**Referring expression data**
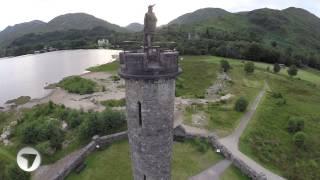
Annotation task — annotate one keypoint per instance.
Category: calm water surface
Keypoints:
(28, 75)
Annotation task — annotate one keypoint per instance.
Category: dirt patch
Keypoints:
(112, 90)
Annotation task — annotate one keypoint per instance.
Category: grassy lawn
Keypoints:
(19, 101)
(267, 139)
(109, 67)
(222, 118)
(232, 173)
(196, 78)
(114, 162)
(78, 85)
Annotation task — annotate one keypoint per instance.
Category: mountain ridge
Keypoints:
(78, 21)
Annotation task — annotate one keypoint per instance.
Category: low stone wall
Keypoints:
(63, 167)
(180, 133)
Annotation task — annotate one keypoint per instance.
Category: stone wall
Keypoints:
(61, 169)
(180, 133)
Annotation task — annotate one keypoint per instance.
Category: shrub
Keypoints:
(77, 84)
(276, 95)
(249, 67)
(241, 104)
(15, 173)
(106, 122)
(268, 69)
(293, 70)
(44, 148)
(115, 78)
(225, 66)
(276, 68)
(114, 103)
(295, 124)
(42, 129)
(202, 145)
(299, 139)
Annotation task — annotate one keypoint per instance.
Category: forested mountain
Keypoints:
(135, 27)
(199, 16)
(12, 32)
(77, 21)
(285, 36)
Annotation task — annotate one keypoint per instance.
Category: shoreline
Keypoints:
(9, 57)
(75, 101)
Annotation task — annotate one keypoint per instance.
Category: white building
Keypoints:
(102, 43)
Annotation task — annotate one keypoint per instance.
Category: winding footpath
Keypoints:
(232, 142)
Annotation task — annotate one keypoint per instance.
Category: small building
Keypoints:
(282, 66)
(103, 43)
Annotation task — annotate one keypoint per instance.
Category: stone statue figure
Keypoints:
(150, 24)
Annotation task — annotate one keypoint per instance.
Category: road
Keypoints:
(232, 143)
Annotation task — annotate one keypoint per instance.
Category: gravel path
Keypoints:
(232, 141)
(213, 172)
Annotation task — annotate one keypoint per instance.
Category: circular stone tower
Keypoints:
(150, 94)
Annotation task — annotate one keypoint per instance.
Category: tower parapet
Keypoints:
(156, 64)
(149, 76)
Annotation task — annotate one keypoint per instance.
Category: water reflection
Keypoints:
(27, 75)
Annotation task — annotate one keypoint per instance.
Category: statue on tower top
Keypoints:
(150, 24)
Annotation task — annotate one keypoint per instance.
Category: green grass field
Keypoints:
(232, 173)
(114, 162)
(267, 139)
(109, 67)
(222, 118)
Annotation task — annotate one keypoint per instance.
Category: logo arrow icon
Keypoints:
(30, 158)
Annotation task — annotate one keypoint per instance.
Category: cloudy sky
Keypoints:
(123, 12)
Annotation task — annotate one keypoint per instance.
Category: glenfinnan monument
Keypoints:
(149, 75)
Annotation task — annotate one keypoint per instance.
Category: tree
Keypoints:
(249, 67)
(276, 68)
(241, 104)
(274, 44)
(295, 124)
(225, 66)
(299, 139)
(15, 173)
(293, 70)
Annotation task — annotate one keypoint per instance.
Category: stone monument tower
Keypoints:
(149, 75)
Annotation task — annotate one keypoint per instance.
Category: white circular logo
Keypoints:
(28, 159)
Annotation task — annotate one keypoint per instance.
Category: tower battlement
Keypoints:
(156, 64)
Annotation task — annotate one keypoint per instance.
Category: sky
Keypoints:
(124, 12)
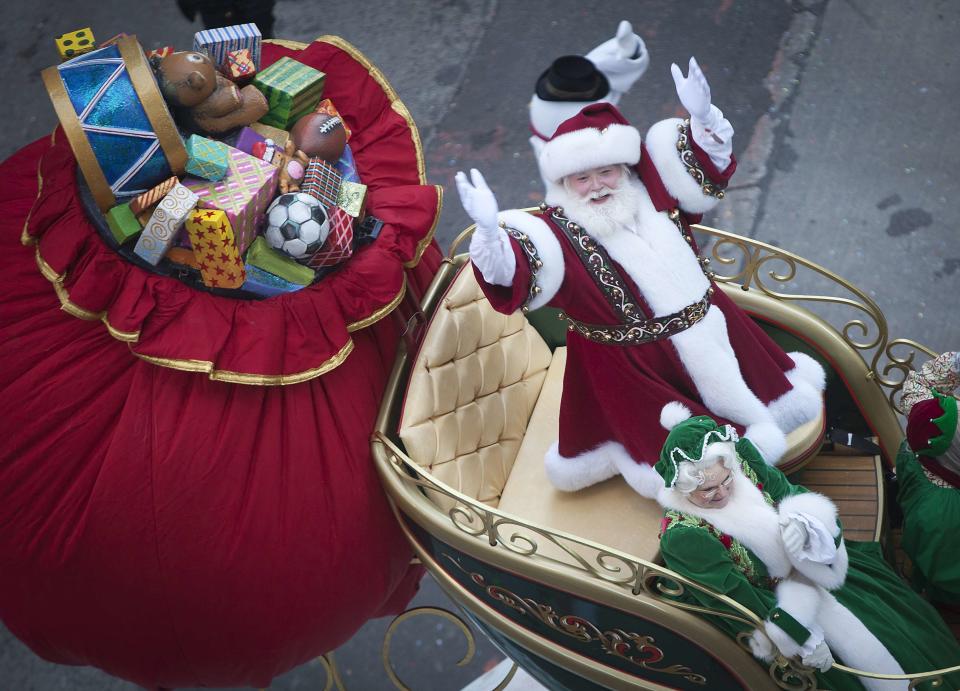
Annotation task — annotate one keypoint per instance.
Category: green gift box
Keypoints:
(206, 158)
(292, 90)
(122, 222)
(262, 256)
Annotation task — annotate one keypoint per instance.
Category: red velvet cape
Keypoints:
(168, 526)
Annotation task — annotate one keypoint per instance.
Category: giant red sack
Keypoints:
(158, 520)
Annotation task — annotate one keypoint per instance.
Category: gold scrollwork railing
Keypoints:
(608, 566)
(753, 263)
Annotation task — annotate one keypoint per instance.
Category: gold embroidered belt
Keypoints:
(645, 331)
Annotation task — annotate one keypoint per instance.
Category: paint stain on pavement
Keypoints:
(888, 201)
(908, 221)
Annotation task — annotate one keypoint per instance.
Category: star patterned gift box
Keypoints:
(215, 249)
(244, 194)
(292, 90)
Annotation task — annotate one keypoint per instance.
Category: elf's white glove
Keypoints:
(794, 535)
(761, 646)
(623, 59)
(711, 131)
(490, 247)
(821, 658)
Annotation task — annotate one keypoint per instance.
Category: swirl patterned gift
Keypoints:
(189, 472)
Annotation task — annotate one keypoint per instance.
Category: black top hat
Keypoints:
(572, 78)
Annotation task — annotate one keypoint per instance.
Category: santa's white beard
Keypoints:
(601, 220)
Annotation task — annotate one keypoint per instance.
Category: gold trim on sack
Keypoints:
(709, 189)
(154, 105)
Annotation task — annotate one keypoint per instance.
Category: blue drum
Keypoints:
(116, 120)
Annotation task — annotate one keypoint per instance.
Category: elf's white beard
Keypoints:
(602, 220)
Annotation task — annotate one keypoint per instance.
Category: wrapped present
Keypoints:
(322, 181)
(262, 256)
(266, 284)
(160, 52)
(292, 90)
(123, 223)
(244, 193)
(170, 214)
(239, 65)
(144, 201)
(339, 244)
(278, 136)
(184, 256)
(206, 158)
(352, 198)
(347, 167)
(218, 42)
(116, 120)
(113, 39)
(215, 249)
(74, 43)
(327, 108)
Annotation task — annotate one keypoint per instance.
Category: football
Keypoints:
(297, 225)
(319, 135)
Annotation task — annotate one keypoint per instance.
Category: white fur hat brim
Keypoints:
(581, 150)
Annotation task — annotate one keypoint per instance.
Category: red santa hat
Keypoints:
(597, 136)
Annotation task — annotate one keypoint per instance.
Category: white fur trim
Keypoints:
(662, 146)
(769, 440)
(642, 477)
(589, 468)
(588, 148)
(856, 646)
(830, 576)
(673, 414)
(550, 275)
(807, 369)
(746, 517)
(799, 405)
(547, 116)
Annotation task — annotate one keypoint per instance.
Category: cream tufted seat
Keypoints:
(481, 409)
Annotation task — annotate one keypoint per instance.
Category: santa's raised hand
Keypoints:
(478, 201)
(693, 90)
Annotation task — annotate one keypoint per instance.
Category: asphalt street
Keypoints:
(844, 113)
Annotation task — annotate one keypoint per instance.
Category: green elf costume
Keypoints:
(778, 549)
(928, 476)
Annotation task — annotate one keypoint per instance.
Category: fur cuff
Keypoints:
(549, 277)
(830, 576)
(662, 145)
(769, 440)
(589, 468)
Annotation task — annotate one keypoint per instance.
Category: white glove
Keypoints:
(794, 535)
(490, 248)
(761, 646)
(821, 658)
(478, 201)
(693, 91)
(623, 59)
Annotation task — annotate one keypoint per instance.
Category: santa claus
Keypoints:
(612, 248)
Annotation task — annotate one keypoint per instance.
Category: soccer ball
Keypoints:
(297, 225)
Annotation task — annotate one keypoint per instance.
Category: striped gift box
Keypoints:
(292, 90)
(218, 42)
(244, 194)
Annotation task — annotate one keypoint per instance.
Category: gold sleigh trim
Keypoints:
(187, 365)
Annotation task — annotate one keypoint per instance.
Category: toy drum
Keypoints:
(116, 120)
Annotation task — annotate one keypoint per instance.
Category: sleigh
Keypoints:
(571, 585)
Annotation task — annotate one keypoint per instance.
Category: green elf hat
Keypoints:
(932, 424)
(688, 439)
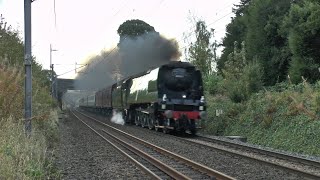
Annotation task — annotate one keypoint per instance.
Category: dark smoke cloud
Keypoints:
(132, 56)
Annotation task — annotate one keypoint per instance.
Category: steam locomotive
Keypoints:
(169, 97)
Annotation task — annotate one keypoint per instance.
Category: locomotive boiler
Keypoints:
(169, 97)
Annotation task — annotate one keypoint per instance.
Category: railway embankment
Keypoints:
(284, 117)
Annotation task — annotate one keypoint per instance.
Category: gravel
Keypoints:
(84, 155)
(81, 154)
(233, 166)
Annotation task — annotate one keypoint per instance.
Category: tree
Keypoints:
(201, 52)
(303, 29)
(134, 28)
(264, 41)
(235, 32)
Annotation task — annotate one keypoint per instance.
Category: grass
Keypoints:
(22, 157)
(285, 117)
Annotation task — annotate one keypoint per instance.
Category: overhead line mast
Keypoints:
(28, 68)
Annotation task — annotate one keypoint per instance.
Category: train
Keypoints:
(168, 98)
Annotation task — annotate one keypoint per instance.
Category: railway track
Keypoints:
(305, 167)
(155, 161)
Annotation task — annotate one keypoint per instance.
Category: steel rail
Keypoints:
(195, 165)
(141, 166)
(266, 152)
(303, 173)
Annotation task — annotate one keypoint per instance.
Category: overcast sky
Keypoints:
(79, 29)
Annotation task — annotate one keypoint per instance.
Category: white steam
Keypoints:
(117, 118)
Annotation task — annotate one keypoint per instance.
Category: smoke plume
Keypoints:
(131, 56)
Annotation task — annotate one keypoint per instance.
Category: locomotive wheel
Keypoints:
(165, 130)
(144, 120)
(137, 119)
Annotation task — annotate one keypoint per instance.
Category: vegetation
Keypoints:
(267, 82)
(133, 28)
(24, 157)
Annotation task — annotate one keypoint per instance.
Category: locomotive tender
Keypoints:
(169, 97)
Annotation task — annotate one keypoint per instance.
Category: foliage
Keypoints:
(202, 52)
(213, 84)
(285, 117)
(134, 28)
(241, 78)
(25, 158)
(303, 29)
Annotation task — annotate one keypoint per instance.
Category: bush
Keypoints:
(212, 84)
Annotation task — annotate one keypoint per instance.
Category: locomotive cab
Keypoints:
(180, 96)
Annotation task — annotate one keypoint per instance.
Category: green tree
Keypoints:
(235, 32)
(303, 27)
(201, 52)
(242, 78)
(134, 28)
(263, 40)
(11, 47)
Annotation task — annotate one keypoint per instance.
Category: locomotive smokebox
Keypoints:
(168, 114)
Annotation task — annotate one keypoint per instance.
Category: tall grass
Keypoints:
(22, 157)
(284, 116)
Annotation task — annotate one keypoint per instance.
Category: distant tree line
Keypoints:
(12, 53)
(283, 37)
(267, 42)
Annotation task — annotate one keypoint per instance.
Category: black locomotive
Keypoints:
(169, 97)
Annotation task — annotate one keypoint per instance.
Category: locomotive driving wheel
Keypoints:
(137, 119)
(143, 120)
(150, 122)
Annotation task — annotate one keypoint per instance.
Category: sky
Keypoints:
(78, 29)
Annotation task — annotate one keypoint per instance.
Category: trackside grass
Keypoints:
(285, 117)
(22, 157)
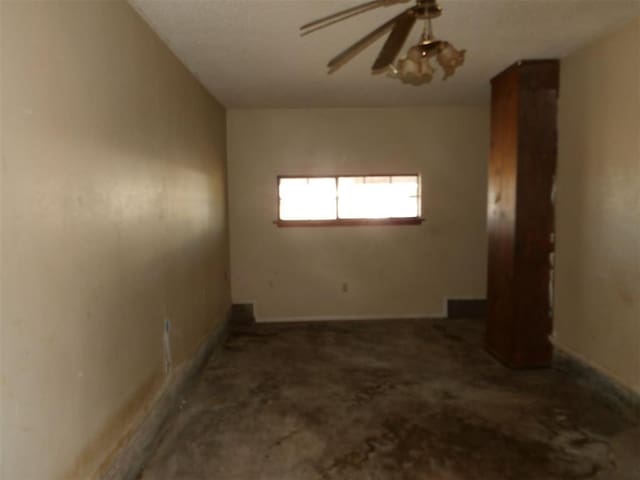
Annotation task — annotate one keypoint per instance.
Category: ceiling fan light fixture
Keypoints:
(450, 59)
(414, 69)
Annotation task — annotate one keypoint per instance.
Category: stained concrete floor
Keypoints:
(415, 400)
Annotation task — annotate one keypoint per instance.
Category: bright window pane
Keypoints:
(357, 197)
(308, 198)
(378, 197)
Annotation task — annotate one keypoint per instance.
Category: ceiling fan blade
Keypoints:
(348, 13)
(320, 26)
(361, 44)
(396, 40)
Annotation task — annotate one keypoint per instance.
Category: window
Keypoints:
(349, 200)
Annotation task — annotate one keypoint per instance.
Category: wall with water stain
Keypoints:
(597, 292)
(113, 223)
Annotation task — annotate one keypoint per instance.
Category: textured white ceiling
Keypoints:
(248, 53)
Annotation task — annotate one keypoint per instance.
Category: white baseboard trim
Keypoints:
(345, 318)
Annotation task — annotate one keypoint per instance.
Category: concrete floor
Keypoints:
(388, 400)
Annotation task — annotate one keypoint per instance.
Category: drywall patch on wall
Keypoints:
(597, 298)
(128, 461)
(298, 272)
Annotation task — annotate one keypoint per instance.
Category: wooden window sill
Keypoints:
(349, 222)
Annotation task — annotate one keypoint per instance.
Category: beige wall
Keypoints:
(390, 271)
(113, 196)
(597, 308)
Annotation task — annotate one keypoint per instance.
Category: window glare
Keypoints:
(307, 198)
(357, 197)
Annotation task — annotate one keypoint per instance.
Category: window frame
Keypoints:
(338, 222)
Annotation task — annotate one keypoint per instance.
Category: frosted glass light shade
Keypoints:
(449, 59)
(416, 69)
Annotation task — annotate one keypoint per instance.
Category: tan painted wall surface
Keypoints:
(597, 308)
(401, 270)
(113, 219)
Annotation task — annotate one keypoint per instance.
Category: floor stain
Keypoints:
(388, 400)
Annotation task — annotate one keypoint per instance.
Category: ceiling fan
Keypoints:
(415, 67)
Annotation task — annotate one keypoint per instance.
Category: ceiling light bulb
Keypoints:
(415, 68)
(449, 58)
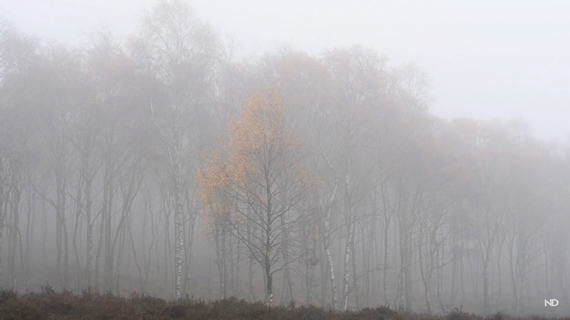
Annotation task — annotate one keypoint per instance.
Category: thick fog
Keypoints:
(408, 154)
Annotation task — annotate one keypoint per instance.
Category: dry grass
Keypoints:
(49, 304)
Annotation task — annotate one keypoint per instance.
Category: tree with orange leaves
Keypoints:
(258, 179)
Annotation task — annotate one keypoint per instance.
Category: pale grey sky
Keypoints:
(487, 59)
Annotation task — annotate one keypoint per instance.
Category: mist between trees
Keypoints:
(166, 165)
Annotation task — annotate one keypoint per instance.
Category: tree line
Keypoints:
(146, 164)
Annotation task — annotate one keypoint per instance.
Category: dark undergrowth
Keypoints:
(49, 304)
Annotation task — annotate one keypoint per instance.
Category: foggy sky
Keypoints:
(487, 59)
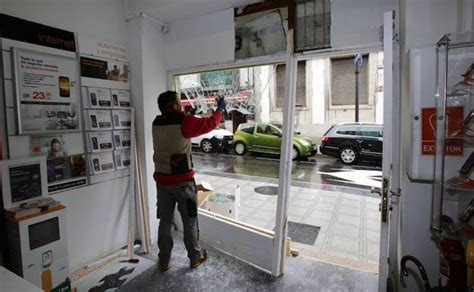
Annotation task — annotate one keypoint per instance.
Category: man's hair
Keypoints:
(167, 100)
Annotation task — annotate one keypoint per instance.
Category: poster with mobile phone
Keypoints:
(100, 141)
(121, 99)
(122, 158)
(122, 119)
(47, 92)
(122, 139)
(102, 162)
(99, 120)
(99, 97)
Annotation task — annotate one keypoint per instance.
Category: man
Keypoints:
(174, 175)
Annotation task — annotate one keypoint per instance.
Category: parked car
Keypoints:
(216, 140)
(266, 138)
(353, 142)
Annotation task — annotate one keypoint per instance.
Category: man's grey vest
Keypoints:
(172, 150)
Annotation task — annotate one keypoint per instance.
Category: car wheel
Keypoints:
(294, 153)
(206, 146)
(240, 148)
(348, 155)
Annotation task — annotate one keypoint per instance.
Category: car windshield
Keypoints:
(328, 130)
(278, 125)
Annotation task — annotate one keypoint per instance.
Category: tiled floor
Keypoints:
(222, 272)
(350, 222)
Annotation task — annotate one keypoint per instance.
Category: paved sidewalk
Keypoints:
(349, 219)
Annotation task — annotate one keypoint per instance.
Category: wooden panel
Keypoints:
(238, 239)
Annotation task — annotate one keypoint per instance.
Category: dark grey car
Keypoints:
(354, 142)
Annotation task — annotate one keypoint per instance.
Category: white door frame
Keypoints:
(390, 189)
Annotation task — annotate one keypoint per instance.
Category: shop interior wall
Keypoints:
(210, 39)
(97, 217)
(150, 79)
(423, 23)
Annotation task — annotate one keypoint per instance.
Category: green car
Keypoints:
(266, 138)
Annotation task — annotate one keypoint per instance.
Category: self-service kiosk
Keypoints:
(36, 225)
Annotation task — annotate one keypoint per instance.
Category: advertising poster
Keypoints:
(100, 141)
(122, 119)
(102, 162)
(66, 166)
(99, 97)
(102, 69)
(46, 91)
(121, 98)
(100, 119)
(454, 144)
(122, 139)
(122, 158)
(25, 182)
(102, 49)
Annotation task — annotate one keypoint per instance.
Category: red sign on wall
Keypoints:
(454, 140)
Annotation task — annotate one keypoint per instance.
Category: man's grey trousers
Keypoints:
(185, 195)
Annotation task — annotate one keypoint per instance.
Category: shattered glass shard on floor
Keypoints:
(303, 233)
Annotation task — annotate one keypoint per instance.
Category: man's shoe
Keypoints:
(164, 267)
(200, 259)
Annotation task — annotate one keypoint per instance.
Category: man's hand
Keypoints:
(221, 104)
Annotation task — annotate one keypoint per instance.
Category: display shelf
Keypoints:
(453, 192)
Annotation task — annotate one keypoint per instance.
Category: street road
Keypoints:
(318, 169)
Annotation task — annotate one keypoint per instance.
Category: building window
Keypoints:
(300, 85)
(313, 24)
(343, 81)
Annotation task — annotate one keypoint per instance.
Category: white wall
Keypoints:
(423, 23)
(356, 23)
(201, 41)
(102, 20)
(150, 79)
(97, 215)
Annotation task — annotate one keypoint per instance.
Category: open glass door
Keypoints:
(237, 163)
(390, 189)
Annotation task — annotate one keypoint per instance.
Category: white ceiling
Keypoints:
(171, 10)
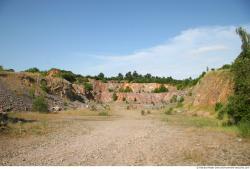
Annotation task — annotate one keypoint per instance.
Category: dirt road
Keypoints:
(129, 139)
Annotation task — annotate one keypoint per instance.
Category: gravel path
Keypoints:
(130, 139)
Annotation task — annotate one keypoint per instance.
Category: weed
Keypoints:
(142, 112)
(169, 111)
(244, 128)
(103, 113)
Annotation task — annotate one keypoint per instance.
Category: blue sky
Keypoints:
(176, 38)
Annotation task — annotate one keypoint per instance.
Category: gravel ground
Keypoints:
(130, 139)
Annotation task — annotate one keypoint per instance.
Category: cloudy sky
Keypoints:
(162, 37)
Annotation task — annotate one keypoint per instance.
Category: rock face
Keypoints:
(141, 92)
(18, 90)
(215, 87)
(11, 101)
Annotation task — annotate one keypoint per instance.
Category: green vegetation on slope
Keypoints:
(238, 107)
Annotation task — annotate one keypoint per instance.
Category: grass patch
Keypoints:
(103, 113)
(210, 123)
(168, 111)
(244, 129)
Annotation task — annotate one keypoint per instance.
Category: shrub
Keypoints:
(218, 106)
(126, 90)
(169, 111)
(160, 89)
(103, 113)
(190, 93)
(142, 112)
(33, 70)
(226, 66)
(181, 99)
(244, 128)
(173, 99)
(114, 96)
(43, 86)
(110, 90)
(32, 92)
(239, 104)
(88, 87)
(179, 104)
(40, 104)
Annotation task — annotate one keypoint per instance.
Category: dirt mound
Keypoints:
(215, 86)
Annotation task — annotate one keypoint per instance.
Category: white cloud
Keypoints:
(187, 54)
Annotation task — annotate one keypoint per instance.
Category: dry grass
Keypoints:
(46, 123)
(207, 123)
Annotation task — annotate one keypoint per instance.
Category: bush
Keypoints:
(43, 86)
(169, 111)
(126, 90)
(40, 104)
(173, 99)
(103, 113)
(181, 99)
(244, 128)
(114, 96)
(88, 87)
(160, 89)
(226, 66)
(142, 112)
(218, 106)
(239, 104)
(33, 70)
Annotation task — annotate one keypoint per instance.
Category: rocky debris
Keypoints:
(65, 89)
(142, 92)
(9, 101)
(18, 90)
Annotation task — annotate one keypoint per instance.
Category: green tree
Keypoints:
(33, 70)
(239, 104)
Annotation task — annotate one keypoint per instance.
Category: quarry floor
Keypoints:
(126, 138)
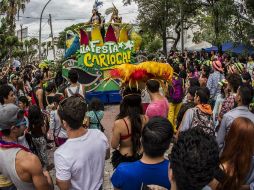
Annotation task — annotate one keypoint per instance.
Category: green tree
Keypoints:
(157, 17)
(12, 8)
(224, 20)
(9, 44)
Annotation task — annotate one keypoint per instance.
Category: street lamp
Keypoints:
(40, 28)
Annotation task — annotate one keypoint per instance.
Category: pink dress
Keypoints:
(158, 108)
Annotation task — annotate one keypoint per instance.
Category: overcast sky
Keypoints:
(78, 10)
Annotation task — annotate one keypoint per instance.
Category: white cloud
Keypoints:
(78, 10)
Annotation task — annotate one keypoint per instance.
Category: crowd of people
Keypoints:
(194, 132)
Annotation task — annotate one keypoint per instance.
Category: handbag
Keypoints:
(99, 123)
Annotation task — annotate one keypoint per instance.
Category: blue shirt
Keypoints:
(132, 176)
(228, 118)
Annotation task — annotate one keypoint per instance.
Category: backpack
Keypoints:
(203, 121)
(176, 91)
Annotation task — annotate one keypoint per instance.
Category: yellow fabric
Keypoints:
(137, 40)
(4, 182)
(173, 113)
(96, 35)
(69, 42)
(206, 108)
(123, 35)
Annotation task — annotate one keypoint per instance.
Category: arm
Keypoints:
(63, 173)
(63, 185)
(115, 141)
(222, 133)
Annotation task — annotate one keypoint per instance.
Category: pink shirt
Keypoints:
(158, 108)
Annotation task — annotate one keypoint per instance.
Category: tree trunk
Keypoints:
(164, 38)
(178, 36)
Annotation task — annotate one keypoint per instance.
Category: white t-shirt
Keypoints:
(82, 160)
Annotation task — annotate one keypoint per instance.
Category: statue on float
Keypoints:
(96, 47)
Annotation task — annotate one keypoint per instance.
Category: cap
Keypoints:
(217, 65)
(10, 116)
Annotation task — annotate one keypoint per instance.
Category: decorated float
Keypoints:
(100, 51)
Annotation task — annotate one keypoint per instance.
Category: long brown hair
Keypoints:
(237, 153)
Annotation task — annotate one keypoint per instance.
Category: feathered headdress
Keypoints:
(97, 4)
(111, 10)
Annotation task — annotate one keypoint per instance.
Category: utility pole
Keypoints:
(51, 29)
(182, 28)
(21, 32)
(40, 28)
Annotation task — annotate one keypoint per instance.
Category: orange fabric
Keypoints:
(205, 108)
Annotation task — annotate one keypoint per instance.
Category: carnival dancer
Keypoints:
(159, 104)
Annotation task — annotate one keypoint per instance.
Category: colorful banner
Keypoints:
(107, 56)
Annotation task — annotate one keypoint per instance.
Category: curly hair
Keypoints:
(235, 81)
(194, 159)
(156, 136)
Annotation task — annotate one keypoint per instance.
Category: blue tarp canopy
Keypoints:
(237, 48)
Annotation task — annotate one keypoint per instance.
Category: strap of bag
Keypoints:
(216, 89)
(76, 92)
(99, 122)
(54, 130)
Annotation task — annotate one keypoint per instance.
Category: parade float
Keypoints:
(98, 50)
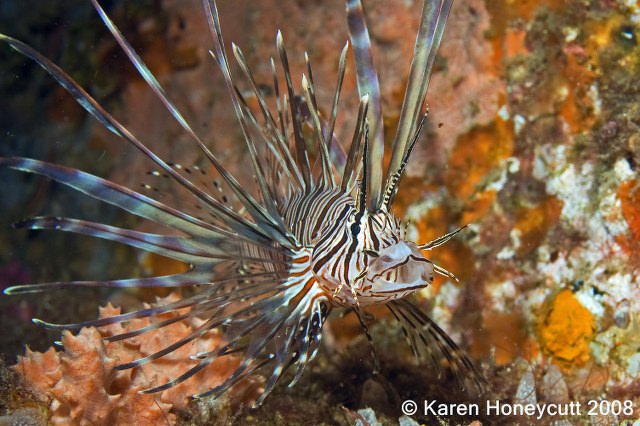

**Task prompt**
Please show every line above that includes the word "surface".

**Answer space**
Category: calm water surface
Category: tan painted wall surface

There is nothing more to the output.